[WHAT IS ASKED]
Show every line of the data below that contains the word "distant". Case counts, so match it only with the same capitalization.

Rows from a box labeling dataset
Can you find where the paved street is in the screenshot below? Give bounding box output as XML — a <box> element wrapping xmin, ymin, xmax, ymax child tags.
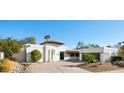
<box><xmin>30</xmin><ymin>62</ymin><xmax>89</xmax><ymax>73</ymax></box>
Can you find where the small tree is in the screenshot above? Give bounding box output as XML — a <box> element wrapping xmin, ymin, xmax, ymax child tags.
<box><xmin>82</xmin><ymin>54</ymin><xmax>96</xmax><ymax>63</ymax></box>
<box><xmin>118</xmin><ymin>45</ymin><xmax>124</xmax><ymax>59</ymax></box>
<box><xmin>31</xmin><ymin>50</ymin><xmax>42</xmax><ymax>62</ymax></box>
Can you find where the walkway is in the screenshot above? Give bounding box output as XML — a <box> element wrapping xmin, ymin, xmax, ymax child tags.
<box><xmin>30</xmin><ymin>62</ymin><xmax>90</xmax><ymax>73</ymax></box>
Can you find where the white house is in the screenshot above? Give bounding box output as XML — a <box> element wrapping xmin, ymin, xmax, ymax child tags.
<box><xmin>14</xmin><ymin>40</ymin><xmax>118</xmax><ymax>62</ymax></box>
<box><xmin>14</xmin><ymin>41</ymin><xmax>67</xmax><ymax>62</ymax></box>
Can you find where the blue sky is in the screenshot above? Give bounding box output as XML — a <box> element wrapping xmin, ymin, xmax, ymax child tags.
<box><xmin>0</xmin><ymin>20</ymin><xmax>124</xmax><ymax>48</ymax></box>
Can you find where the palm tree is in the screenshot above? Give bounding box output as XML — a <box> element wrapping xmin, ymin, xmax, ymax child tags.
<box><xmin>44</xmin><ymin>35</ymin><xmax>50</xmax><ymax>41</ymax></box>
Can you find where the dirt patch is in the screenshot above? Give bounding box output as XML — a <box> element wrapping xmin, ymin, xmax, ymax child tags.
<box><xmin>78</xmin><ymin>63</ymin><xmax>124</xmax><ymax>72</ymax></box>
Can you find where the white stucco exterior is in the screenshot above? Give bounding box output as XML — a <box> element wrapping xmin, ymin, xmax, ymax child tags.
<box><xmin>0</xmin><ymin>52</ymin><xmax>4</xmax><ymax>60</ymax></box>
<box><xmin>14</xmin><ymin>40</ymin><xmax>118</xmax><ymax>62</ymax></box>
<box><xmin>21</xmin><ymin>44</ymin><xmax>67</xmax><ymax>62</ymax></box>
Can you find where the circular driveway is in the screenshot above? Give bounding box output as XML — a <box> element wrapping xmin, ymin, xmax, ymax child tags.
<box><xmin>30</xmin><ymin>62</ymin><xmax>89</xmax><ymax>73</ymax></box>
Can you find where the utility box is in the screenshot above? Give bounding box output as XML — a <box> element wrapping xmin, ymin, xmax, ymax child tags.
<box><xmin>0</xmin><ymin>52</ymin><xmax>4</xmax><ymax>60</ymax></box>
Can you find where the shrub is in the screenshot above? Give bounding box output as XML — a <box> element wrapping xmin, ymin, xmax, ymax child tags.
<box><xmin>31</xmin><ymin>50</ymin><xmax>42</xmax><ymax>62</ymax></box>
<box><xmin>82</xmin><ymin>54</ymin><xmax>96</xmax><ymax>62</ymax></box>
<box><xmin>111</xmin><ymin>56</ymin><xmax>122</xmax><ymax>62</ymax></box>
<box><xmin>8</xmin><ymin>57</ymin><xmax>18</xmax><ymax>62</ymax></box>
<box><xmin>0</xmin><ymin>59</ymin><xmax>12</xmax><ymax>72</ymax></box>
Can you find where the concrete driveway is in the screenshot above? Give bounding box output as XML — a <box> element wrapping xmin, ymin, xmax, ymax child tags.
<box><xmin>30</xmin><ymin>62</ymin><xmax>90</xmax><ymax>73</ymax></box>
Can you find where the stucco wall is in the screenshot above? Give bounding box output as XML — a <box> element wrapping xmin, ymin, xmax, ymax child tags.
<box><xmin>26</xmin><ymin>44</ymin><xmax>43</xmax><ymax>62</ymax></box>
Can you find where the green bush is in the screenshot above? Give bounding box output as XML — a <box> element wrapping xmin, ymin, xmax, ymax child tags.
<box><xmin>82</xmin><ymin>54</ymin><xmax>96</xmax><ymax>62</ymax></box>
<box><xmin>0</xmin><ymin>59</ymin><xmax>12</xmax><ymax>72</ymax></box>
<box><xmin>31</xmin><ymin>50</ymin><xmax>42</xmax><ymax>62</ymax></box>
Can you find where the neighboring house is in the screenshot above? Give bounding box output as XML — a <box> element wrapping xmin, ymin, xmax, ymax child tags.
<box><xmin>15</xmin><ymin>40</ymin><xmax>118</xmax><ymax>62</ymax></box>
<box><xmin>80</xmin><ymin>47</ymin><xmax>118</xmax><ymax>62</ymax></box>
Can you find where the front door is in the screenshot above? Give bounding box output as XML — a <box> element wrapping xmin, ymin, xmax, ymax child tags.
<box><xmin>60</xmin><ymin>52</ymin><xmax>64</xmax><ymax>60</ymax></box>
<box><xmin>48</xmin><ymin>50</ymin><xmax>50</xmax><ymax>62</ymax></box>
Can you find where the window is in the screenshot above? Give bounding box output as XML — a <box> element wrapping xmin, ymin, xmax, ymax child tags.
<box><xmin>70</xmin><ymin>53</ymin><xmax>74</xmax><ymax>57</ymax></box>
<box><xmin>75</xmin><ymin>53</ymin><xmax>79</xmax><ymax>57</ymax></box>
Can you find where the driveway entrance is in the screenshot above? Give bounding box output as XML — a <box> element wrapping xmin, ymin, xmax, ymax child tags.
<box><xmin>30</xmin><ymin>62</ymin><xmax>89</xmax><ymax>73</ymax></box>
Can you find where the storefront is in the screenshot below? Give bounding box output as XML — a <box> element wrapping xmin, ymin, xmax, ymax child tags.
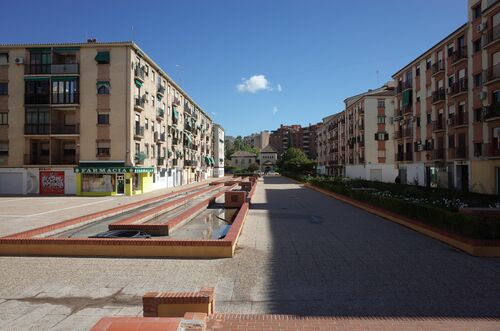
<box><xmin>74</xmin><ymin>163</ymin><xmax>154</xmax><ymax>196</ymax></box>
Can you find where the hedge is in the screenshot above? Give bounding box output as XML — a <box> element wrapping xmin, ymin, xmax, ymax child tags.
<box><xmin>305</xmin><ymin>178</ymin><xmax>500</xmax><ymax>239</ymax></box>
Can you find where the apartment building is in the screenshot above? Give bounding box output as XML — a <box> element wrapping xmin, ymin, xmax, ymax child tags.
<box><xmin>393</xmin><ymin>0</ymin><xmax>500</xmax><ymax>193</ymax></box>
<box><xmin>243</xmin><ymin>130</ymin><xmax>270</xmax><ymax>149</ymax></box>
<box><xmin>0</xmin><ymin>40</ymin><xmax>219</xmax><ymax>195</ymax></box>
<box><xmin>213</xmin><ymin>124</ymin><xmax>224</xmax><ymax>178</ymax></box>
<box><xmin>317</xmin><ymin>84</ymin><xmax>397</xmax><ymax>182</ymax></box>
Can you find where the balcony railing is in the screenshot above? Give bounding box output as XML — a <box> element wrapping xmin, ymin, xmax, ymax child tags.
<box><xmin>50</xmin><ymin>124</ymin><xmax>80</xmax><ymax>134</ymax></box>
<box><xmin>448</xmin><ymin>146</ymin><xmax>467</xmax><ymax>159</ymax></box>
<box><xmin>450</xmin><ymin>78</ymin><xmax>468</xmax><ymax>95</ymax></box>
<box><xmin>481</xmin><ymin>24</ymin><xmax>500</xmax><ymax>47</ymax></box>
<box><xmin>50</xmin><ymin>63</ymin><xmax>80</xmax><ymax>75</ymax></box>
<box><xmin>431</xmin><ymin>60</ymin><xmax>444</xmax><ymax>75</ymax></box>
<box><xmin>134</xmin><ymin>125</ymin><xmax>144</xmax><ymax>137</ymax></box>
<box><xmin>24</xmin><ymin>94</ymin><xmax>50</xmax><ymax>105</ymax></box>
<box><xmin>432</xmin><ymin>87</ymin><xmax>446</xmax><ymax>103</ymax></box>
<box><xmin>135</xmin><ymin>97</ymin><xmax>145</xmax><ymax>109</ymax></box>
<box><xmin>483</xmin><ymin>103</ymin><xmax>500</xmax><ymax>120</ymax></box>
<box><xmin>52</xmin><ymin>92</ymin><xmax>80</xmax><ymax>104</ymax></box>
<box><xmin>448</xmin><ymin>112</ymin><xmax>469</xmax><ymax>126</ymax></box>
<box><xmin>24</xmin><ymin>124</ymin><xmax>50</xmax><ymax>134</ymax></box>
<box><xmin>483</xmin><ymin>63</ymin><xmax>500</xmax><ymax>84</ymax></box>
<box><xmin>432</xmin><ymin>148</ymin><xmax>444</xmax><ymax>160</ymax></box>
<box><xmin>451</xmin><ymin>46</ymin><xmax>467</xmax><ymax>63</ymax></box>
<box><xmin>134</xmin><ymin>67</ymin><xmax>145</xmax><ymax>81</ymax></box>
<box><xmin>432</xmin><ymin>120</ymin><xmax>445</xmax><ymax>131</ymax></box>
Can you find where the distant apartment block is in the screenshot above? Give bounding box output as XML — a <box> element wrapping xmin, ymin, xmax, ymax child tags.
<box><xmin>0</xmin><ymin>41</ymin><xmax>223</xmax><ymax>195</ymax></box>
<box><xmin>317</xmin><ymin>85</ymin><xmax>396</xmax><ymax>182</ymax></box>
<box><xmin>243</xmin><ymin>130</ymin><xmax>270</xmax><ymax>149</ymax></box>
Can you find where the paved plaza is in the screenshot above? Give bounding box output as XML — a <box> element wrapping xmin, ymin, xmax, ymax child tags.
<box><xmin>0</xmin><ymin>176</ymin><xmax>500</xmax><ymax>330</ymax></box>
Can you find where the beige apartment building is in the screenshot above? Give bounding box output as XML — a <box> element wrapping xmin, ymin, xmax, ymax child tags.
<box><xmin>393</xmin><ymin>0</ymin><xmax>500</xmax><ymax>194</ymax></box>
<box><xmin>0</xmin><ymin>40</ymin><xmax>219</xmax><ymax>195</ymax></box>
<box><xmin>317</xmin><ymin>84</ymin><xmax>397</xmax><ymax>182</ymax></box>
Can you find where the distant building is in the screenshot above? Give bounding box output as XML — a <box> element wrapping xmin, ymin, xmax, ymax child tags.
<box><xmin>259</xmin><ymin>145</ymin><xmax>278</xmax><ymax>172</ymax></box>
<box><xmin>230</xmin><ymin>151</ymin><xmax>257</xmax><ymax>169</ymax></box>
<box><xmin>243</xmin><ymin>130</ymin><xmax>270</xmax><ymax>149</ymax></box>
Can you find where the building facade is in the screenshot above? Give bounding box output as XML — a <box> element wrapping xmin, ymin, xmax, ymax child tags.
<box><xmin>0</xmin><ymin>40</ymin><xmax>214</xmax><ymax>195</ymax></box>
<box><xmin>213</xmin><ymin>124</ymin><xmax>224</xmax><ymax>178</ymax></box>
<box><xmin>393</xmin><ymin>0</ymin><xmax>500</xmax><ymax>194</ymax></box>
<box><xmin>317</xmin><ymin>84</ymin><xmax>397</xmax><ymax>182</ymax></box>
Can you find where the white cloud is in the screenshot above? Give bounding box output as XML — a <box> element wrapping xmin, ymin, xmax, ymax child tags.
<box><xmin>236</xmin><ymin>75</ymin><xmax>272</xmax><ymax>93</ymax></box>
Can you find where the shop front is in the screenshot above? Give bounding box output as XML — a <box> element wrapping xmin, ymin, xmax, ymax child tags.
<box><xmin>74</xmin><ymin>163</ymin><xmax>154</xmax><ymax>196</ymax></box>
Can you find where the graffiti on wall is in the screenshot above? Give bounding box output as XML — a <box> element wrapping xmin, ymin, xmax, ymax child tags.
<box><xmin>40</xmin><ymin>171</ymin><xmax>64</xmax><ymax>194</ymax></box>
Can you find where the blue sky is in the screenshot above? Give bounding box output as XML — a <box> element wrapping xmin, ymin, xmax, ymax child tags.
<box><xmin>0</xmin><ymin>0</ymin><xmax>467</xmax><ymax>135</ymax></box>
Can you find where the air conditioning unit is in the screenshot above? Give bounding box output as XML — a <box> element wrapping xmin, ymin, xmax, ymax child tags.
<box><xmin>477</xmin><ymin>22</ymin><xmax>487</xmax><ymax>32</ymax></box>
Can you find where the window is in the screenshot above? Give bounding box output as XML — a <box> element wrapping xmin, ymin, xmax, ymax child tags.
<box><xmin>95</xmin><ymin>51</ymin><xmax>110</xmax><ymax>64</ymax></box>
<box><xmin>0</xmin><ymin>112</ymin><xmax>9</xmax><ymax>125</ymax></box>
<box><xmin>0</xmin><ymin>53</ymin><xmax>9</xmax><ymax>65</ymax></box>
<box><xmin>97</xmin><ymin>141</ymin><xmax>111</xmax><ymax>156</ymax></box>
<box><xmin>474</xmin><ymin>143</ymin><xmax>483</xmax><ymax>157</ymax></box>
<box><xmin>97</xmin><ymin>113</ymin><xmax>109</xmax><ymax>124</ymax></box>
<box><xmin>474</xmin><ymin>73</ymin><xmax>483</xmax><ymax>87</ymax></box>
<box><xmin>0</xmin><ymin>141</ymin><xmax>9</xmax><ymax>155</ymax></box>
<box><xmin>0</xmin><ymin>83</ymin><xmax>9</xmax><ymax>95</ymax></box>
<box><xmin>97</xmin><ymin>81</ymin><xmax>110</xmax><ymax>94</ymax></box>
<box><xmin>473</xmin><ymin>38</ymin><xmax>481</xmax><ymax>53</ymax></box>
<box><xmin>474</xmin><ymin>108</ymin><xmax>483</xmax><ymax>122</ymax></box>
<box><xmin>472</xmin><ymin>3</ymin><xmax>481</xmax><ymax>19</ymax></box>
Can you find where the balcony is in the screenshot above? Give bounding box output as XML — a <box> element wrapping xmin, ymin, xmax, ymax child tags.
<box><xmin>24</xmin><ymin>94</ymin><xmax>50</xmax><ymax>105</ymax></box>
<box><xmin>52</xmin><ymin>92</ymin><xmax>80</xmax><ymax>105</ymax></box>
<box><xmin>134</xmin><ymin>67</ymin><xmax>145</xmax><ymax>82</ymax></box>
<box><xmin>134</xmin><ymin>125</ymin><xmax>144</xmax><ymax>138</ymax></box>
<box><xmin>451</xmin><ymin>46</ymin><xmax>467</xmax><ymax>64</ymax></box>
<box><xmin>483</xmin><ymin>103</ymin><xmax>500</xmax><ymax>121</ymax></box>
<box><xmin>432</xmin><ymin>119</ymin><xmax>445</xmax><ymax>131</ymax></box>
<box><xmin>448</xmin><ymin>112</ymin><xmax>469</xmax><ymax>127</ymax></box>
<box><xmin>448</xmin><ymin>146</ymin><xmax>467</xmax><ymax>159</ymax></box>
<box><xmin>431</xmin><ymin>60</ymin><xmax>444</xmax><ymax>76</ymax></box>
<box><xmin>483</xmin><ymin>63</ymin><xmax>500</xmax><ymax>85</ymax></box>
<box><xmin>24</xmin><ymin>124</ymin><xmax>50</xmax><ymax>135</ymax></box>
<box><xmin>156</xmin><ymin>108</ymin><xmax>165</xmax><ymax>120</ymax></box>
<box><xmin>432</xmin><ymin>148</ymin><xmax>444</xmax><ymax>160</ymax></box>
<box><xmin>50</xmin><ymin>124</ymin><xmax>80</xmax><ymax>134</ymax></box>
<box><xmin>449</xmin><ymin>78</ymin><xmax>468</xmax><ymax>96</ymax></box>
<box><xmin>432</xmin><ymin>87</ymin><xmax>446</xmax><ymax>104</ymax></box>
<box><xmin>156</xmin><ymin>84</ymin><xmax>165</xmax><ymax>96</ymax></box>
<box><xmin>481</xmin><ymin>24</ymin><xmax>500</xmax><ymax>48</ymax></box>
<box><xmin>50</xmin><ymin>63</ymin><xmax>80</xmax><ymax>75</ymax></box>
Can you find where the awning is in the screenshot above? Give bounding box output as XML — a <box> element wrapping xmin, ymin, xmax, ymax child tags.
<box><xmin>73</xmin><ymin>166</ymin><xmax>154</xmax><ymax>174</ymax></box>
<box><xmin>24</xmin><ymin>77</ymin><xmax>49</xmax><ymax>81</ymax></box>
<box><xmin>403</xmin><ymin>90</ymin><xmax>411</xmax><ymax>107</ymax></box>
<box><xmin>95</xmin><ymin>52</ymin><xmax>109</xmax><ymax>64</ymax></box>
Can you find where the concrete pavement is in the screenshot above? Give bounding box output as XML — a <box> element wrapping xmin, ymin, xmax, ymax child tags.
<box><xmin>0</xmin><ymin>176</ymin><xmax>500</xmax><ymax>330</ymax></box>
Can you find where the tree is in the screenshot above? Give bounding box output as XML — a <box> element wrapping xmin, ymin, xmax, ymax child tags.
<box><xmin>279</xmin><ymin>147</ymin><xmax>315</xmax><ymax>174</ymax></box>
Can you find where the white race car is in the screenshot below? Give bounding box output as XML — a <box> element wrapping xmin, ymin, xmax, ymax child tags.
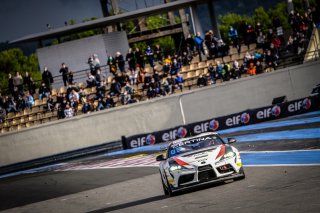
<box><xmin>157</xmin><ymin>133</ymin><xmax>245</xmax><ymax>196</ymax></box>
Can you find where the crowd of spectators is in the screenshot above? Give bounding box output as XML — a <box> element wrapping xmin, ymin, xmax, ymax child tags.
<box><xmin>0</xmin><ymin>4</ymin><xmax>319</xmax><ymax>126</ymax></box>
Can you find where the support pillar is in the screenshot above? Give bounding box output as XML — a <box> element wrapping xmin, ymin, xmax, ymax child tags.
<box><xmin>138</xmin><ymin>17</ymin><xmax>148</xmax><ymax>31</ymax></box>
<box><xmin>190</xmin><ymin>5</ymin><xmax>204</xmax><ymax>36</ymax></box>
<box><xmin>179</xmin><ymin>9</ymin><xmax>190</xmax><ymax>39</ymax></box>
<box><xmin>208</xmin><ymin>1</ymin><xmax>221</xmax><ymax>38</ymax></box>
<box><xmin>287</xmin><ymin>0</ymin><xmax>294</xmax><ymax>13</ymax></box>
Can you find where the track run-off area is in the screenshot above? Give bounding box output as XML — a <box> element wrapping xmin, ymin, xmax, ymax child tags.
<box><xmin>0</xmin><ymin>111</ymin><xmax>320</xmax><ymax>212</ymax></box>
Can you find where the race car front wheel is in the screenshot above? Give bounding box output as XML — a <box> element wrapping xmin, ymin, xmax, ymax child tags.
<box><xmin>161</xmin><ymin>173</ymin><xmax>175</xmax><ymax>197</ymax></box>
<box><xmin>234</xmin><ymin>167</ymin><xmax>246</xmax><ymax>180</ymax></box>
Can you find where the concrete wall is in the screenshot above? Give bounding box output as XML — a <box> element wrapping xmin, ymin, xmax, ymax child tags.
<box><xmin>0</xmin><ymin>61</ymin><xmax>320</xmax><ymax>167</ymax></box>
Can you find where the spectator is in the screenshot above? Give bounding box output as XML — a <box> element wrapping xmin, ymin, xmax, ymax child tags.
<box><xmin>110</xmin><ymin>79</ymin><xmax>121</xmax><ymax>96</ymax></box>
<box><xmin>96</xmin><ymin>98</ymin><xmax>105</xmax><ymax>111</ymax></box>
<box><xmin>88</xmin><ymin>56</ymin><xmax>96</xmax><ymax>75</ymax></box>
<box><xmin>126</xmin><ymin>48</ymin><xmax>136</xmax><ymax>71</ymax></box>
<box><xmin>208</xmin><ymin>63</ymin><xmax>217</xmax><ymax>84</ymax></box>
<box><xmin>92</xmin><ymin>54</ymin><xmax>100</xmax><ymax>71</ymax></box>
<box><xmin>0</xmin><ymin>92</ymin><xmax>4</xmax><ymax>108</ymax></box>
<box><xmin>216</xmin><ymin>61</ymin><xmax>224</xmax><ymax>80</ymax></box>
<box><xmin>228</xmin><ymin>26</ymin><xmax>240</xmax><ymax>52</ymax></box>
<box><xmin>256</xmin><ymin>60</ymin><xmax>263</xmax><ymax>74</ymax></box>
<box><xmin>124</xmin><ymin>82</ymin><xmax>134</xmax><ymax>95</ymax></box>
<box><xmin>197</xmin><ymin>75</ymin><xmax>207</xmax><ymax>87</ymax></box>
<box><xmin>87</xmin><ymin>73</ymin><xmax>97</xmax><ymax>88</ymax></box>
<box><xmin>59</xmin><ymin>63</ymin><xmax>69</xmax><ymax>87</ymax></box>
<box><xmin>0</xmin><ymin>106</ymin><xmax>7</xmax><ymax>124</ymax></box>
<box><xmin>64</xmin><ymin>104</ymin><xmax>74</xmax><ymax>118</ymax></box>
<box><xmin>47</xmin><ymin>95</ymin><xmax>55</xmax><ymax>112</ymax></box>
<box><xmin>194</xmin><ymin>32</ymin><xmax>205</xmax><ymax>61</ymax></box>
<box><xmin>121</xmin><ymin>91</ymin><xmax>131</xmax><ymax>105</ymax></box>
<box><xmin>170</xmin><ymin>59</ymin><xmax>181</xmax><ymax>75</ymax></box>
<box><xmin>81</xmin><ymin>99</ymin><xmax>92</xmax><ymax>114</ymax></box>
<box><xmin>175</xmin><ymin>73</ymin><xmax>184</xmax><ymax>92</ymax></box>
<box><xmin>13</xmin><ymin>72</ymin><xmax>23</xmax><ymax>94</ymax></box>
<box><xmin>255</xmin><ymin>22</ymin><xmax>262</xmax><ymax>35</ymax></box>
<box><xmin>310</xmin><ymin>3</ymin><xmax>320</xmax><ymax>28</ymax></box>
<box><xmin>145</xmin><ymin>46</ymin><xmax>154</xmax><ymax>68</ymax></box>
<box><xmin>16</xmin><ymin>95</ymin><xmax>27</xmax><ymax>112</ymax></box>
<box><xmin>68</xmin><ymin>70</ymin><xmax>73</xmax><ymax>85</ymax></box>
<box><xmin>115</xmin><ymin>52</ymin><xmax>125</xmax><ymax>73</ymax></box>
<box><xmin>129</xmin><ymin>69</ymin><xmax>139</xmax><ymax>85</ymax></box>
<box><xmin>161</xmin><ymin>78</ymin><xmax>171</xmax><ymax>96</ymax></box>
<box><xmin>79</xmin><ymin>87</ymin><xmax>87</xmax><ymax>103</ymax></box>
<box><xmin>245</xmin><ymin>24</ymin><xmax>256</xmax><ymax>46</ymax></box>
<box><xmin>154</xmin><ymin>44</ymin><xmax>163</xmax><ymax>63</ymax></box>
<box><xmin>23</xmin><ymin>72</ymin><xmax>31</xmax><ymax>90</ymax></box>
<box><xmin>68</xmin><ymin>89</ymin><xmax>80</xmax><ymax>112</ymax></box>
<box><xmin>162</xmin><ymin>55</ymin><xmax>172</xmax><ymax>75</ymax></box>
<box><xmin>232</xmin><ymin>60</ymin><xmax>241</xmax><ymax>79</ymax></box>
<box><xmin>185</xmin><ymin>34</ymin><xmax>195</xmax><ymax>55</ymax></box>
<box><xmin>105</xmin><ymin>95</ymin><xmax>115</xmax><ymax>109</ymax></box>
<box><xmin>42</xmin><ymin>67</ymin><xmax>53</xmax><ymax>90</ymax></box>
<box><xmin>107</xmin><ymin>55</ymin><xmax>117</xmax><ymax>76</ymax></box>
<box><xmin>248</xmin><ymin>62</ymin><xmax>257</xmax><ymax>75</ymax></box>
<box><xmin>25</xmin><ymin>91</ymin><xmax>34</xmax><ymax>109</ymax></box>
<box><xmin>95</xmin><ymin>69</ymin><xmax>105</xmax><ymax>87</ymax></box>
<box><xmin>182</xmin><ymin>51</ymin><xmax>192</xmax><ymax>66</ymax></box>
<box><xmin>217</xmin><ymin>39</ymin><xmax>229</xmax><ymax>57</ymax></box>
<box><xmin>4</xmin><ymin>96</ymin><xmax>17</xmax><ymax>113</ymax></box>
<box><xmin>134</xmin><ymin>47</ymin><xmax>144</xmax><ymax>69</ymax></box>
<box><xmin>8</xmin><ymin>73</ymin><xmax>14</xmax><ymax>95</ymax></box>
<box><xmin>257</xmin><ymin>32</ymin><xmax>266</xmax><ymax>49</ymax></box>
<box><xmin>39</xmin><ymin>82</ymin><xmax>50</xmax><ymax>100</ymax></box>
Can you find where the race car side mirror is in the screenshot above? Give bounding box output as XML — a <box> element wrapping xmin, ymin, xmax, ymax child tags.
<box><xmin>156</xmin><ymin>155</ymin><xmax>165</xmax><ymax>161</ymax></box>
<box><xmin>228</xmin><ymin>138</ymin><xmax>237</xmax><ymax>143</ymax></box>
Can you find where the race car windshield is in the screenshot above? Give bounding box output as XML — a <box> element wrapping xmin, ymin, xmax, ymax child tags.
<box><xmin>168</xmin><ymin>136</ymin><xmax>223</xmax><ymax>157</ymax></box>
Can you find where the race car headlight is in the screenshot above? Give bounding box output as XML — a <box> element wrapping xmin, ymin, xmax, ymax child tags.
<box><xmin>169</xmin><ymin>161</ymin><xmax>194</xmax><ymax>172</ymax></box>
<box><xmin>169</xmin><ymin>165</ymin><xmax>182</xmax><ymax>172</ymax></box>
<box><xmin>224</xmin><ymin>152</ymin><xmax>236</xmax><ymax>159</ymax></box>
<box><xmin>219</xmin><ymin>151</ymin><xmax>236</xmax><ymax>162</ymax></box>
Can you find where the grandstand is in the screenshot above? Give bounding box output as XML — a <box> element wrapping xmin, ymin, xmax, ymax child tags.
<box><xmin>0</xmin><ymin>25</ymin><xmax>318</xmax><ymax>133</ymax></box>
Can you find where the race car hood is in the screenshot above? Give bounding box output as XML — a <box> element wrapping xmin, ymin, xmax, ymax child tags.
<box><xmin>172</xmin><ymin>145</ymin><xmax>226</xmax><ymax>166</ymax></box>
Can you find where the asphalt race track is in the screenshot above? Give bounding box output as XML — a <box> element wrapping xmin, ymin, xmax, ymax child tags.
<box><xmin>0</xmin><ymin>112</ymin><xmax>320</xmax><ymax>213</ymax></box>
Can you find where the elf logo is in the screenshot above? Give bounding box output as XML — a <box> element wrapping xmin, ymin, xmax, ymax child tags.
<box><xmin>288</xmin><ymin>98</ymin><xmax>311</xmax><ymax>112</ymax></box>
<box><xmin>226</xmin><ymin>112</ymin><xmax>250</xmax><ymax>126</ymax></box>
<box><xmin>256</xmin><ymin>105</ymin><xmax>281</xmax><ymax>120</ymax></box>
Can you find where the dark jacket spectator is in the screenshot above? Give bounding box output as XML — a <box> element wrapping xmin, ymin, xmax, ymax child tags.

[OUTPUT OF THE EXERCISE]
Can you find where the distant apartment block is in the screenshot above? Give bounding box output as XML — a <box> element wrapping xmin, ymin, xmax, ymax child tags.
Can you find where the distant building is in the screenshot above? Give bounding box output as XML — a <box> element wrapping xmin, ymin, xmax, ymax child tags.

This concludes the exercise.